▶ Required work: Convert the lines of the entries from the one containing "job: give the outline of every instance of the black and" through the one containing "M394 214L378 225L389" into a JSON list of strings, with one string per line and blank lines omitted.

(Extracted data entries)

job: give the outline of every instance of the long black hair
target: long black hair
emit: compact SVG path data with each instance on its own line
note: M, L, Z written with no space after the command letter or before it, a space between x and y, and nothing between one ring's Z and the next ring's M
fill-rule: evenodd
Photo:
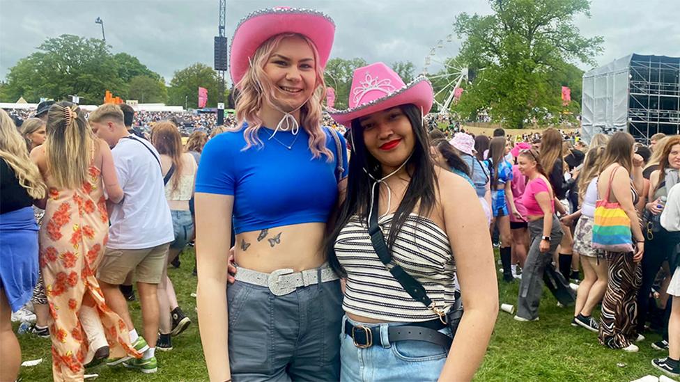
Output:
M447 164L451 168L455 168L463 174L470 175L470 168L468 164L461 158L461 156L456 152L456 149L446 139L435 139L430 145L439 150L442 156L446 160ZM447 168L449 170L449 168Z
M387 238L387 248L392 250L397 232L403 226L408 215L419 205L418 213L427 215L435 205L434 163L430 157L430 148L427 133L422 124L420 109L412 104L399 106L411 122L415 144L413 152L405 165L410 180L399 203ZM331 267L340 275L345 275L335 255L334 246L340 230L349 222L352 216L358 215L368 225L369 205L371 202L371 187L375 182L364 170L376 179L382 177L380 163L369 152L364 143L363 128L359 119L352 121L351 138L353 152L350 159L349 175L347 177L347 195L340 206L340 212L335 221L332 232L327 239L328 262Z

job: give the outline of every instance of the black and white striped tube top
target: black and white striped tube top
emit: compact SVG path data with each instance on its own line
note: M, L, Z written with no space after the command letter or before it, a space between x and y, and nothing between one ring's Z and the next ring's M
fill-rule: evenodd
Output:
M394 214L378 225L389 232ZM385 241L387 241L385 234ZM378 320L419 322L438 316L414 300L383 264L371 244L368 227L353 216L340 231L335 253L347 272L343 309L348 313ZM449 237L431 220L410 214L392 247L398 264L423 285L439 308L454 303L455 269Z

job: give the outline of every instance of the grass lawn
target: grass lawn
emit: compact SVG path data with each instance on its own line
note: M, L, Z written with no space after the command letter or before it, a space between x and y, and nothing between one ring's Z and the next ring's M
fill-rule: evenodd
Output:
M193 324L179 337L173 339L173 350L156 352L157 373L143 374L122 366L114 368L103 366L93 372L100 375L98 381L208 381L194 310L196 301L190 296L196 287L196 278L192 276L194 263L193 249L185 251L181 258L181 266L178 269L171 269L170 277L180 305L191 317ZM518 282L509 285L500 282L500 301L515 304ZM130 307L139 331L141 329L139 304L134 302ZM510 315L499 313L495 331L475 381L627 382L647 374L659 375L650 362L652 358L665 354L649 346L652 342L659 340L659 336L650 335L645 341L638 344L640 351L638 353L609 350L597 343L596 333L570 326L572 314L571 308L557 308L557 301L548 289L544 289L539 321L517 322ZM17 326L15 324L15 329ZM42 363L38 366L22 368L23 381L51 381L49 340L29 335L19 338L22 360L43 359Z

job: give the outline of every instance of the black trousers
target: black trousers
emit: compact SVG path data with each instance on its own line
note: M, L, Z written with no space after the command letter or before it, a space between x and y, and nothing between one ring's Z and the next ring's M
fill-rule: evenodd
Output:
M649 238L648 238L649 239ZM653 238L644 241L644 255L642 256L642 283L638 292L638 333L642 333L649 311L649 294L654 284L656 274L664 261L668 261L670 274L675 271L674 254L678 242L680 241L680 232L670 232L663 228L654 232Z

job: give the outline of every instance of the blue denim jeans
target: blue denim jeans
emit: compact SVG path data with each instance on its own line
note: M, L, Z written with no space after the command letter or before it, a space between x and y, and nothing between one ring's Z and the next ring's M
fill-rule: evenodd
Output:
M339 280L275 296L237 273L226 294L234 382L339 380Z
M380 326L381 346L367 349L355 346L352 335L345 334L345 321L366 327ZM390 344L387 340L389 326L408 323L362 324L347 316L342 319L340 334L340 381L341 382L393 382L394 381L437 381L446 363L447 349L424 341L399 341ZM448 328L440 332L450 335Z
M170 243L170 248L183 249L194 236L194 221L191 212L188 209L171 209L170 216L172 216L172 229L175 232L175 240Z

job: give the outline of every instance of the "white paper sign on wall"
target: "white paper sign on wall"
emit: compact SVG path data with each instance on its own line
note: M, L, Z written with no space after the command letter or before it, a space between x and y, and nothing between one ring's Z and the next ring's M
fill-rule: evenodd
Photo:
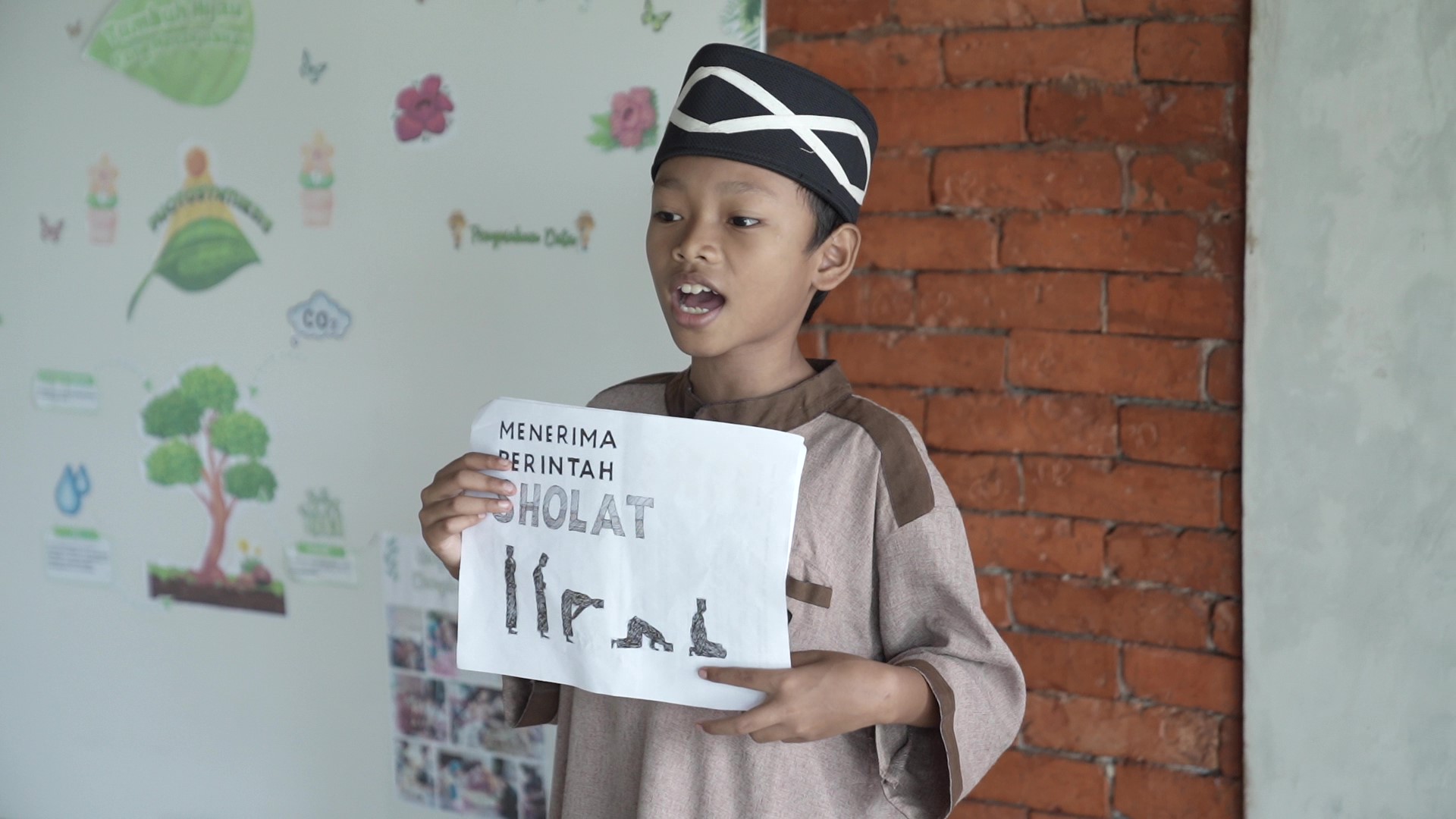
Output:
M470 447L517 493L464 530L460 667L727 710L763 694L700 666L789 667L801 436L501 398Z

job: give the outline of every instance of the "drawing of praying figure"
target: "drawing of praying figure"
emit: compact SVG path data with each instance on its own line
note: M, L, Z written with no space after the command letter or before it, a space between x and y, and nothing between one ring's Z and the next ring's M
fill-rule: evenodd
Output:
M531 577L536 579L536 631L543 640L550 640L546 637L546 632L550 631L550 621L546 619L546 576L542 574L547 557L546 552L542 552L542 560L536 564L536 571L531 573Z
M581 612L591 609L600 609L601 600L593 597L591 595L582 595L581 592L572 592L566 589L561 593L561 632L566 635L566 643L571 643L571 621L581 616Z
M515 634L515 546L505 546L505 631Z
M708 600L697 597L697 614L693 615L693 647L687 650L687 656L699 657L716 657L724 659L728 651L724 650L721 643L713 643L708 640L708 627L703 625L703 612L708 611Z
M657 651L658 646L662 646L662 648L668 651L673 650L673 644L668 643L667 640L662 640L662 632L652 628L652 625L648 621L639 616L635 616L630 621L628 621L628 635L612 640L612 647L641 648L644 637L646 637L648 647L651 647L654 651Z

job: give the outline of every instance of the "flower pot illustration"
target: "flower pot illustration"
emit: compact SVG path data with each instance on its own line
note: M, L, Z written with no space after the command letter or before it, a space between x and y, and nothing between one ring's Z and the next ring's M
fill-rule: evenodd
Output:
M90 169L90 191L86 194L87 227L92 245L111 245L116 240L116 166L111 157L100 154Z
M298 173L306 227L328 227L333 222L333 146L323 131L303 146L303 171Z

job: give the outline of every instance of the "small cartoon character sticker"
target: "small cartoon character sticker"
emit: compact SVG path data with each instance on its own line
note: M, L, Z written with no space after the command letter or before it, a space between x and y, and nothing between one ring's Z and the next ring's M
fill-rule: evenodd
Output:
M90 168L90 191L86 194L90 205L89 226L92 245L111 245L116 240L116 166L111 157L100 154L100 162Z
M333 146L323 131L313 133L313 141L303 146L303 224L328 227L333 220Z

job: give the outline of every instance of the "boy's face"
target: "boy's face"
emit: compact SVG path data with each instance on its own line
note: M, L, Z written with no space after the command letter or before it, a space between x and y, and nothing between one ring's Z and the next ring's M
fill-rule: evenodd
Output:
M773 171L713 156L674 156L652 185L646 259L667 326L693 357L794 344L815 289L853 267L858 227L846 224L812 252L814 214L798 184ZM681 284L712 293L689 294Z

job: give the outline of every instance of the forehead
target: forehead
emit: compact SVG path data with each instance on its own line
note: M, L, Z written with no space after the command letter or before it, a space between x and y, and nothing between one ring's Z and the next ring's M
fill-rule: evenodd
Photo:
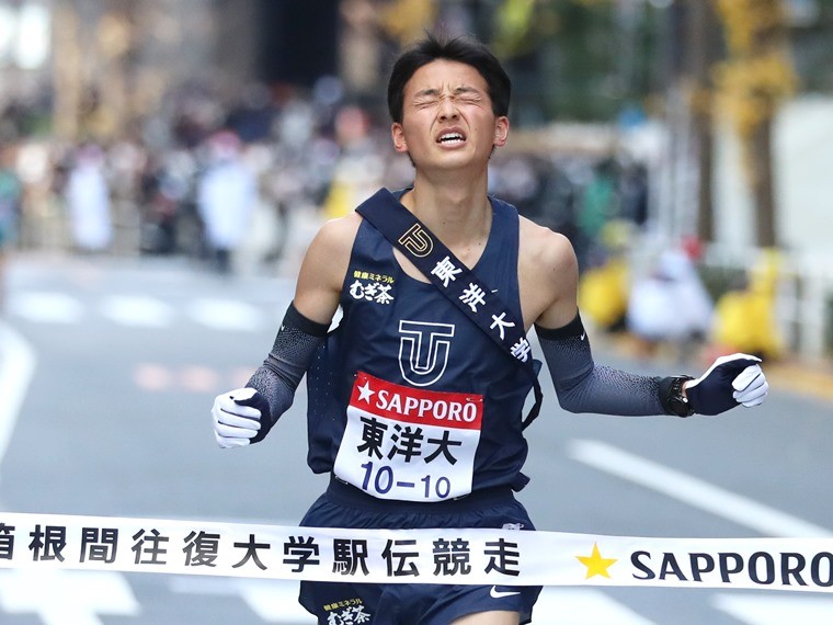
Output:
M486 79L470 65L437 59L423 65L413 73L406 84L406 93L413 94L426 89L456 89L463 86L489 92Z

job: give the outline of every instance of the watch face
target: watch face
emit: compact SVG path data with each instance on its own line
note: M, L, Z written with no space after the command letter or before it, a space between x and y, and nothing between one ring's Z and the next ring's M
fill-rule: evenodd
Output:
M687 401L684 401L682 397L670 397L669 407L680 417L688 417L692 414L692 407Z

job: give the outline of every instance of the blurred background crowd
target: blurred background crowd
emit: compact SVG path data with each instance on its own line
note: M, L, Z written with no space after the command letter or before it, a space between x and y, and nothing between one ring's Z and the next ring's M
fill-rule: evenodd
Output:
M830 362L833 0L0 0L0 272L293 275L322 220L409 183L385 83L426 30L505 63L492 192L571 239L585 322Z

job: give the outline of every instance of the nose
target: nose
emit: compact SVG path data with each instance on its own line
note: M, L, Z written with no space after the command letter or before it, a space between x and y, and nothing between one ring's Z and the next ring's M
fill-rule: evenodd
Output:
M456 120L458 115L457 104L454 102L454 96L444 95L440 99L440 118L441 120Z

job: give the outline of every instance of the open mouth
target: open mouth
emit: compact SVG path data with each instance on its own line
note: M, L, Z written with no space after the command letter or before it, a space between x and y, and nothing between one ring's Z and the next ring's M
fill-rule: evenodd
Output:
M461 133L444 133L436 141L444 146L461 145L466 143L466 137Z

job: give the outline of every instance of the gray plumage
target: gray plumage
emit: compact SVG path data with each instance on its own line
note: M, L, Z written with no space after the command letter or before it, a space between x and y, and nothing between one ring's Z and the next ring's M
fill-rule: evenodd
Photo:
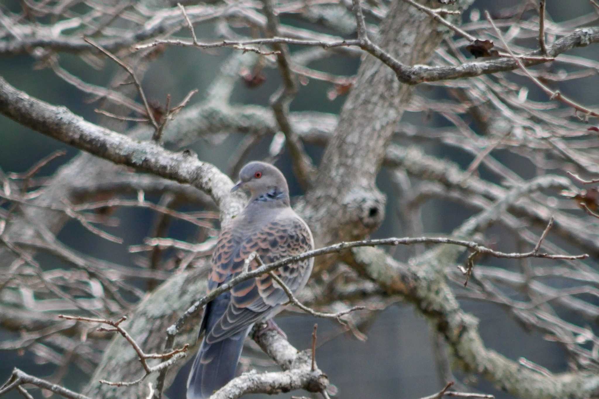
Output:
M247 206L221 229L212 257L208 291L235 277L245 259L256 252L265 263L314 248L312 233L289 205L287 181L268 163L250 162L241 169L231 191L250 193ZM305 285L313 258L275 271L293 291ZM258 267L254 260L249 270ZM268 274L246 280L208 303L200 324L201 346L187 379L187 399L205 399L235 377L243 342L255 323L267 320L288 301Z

▶ Answer to the task:
[
  "job: give the outline of every instance of the black and white striped tube top",
  "target: black and white striped tube top",
  "emit: compact SVG path data with each instance on its own line",
  "note: M, L, Z written with no space after the command letter or before it, a space between x and y, and nothing between one ring's Z and the next ring's M",
  "fill-rule: evenodd",
  "Output:",
  "M394 214L378 225L389 232ZM385 241L387 241L385 234ZM378 320L419 322L438 316L414 300L383 264L371 244L368 227L353 216L340 231L335 253L347 272L343 309L348 313ZM449 237L431 220L410 214L392 247L398 264L423 285L439 308L454 303L455 269Z"
]